Your assignment
An exact copy of all entries is the expected answer.

(Referring expression pointing data)
• • • • •
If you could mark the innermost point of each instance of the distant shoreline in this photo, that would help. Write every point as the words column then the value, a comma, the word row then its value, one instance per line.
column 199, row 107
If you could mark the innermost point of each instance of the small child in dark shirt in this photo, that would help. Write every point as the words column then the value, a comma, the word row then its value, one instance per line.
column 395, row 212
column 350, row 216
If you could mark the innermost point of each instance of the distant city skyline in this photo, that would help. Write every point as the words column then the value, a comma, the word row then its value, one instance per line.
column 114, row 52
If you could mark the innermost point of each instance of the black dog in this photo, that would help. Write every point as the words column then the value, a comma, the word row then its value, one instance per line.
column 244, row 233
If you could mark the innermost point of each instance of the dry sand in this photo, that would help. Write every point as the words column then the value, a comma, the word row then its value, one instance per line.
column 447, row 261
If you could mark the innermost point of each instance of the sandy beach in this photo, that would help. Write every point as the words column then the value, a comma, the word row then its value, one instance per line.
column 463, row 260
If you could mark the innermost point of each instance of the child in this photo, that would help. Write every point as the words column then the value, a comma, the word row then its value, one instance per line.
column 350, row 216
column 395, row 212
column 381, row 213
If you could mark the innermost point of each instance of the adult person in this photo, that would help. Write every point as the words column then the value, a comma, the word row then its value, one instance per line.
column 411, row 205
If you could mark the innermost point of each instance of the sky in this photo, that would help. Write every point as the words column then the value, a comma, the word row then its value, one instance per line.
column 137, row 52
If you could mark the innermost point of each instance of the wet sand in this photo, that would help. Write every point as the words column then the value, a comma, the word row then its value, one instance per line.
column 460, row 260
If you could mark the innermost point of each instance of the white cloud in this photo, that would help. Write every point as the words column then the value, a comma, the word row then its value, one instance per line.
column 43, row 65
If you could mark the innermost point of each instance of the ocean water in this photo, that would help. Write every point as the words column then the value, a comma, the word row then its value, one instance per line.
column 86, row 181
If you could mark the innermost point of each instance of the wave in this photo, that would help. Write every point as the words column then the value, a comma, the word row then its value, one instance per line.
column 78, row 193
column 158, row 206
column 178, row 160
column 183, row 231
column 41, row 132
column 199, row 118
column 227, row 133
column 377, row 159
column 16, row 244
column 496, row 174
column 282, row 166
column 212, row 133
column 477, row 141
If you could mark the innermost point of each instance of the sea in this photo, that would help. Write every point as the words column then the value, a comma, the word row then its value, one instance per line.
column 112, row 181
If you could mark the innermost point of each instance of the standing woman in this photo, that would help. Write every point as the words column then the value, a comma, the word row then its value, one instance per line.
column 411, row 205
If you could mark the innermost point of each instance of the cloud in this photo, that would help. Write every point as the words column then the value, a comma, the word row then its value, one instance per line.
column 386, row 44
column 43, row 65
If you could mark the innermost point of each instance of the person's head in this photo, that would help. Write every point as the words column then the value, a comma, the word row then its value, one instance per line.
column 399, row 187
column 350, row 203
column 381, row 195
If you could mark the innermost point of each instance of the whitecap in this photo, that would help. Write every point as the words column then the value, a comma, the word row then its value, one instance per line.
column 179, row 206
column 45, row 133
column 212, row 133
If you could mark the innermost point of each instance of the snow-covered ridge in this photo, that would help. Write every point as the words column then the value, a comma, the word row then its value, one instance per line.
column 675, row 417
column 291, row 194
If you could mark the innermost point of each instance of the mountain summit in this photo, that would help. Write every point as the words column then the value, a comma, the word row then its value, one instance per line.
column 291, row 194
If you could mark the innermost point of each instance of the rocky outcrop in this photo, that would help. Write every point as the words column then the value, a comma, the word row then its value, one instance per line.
• • • • •
Solution
If you could mark the innermost point of each instance of the distant shoreline in this photo, that would help. Write every point as the words column then the value, a comma, the word row then its value, one instance per line.
column 199, row 107
If you could mark the innermost point of each instance of the small child in dark shirt in this photo, that would help. Write every point as the words column then the value, a comma, the word row then its value, one instance per line.
column 395, row 212
column 350, row 216
If you could mark the innermost point of each instance of the distant city skyline in this photo, that would help. Write every point as the words column then the value, a comma, the word row then its value, one instance per line.
column 114, row 52
If you could mark the innermost point of each instance of the black dog in this photo, that would help. Write every point as the words column then the value, a comma, the word row then its value, one instance per line.
column 244, row 233
If you could mark the innermost point of each instance of the dry sand in this photo, that would help. Write every point as the words column then the value, a comma, the word row then its value, one instance per line.
column 447, row 261
If you could mark the innermost point of each instance of the sandy beach in this photo, that would help. Write every point as the words column then the value, a comma, the word row then its value, one instance per line.
column 463, row 260
If you could mark the innermost point of each instance of the child in this photo, that would help. Write every point as the words column then the value, a comma, the word row then its value, one instance per line.
column 350, row 216
column 395, row 212
column 381, row 213
If you could mark the innermost point of each instance of the adult person in this photo, that would help. Write every point as the words column then the value, a comma, the word row then its value, one instance per line.
column 411, row 205
If you could mark the innermost point of each instance of the sky in this photo, that would help. Write every point as the words column then the value, a comma, the word row then its value, one instance per line.
column 137, row 52
If you could mark the innermost point of each instance of the wet sand in this photo, that would help. Write every point as the words column then the value, a comma, the word row then its value, one instance per line.
column 460, row 260
If you could mark the innermost point of each instance of the white cloud in this photo, that would help. Write every point as the words column then the value, a comma, the word row then its value, one instance per line.
column 43, row 65
If you could mark the innermost point of each instance of the ocean water in this photo, that would help. Write every point as the words column then the value, a comma, the word row then its value, one instance per line.
column 86, row 181
If you could mark the innermost point of each instance of the wave in this photo, that would help. Write every point as the words column then the value, a comma, the word row then its value, one instance per line.
column 78, row 193
column 158, row 206
column 178, row 160
column 183, row 231
column 41, row 132
column 199, row 118
column 227, row 133
column 377, row 159
column 16, row 244
column 496, row 174
column 282, row 166
column 212, row 133
column 477, row 141
If you could mark the innermost point of each instance of the sea in this photo, that would help. Write every point as the words column then the value, a comma, the word row then its value, one instance per line.
column 112, row 181
If you could mark the innermost point of each instance of the standing woman in this photo, that would help. Write every point as the words column then the value, a comma, the word row then its value, one instance per line.
column 411, row 205
If you could mark the innermost point of each instance of the cloud in this photo, that would help. Write every point as the words column then the value, a comma, the word row then its value, one instance per line.
column 386, row 44
column 43, row 65
If you could mark the innermost point of each instance of the person's head in this photo, that would help. Write every point as the words column then the value, a comma, the word row then its value, one instance per line.
column 399, row 187
column 350, row 203
column 381, row 195
If you could mark the innermost point of each instance of the whitecap in this photo, that would help. Write every point as the words column then the value, a comma, the word row then its value, one instance per line.
column 179, row 206
column 45, row 133
column 212, row 133
If you could mark the innermost point of each instance of the snow-covered ridge in this photo, that would help. Write every point as the words column then the value, a comma, the word row then its value, one instance per line.
column 675, row 417
column 291, row 194
If you could mark the innermost point of each instance of the mountain summit in this photo, that would help. Write every point as the words column then the value, a comma, the word row then its value, one instance per line.
column 291, row 194
If you could mark the innermost point of each instance of the rocky outcrop in this photo, that would help. Write every point as the words column then the value, a comma, the word row then its value, one instance per line.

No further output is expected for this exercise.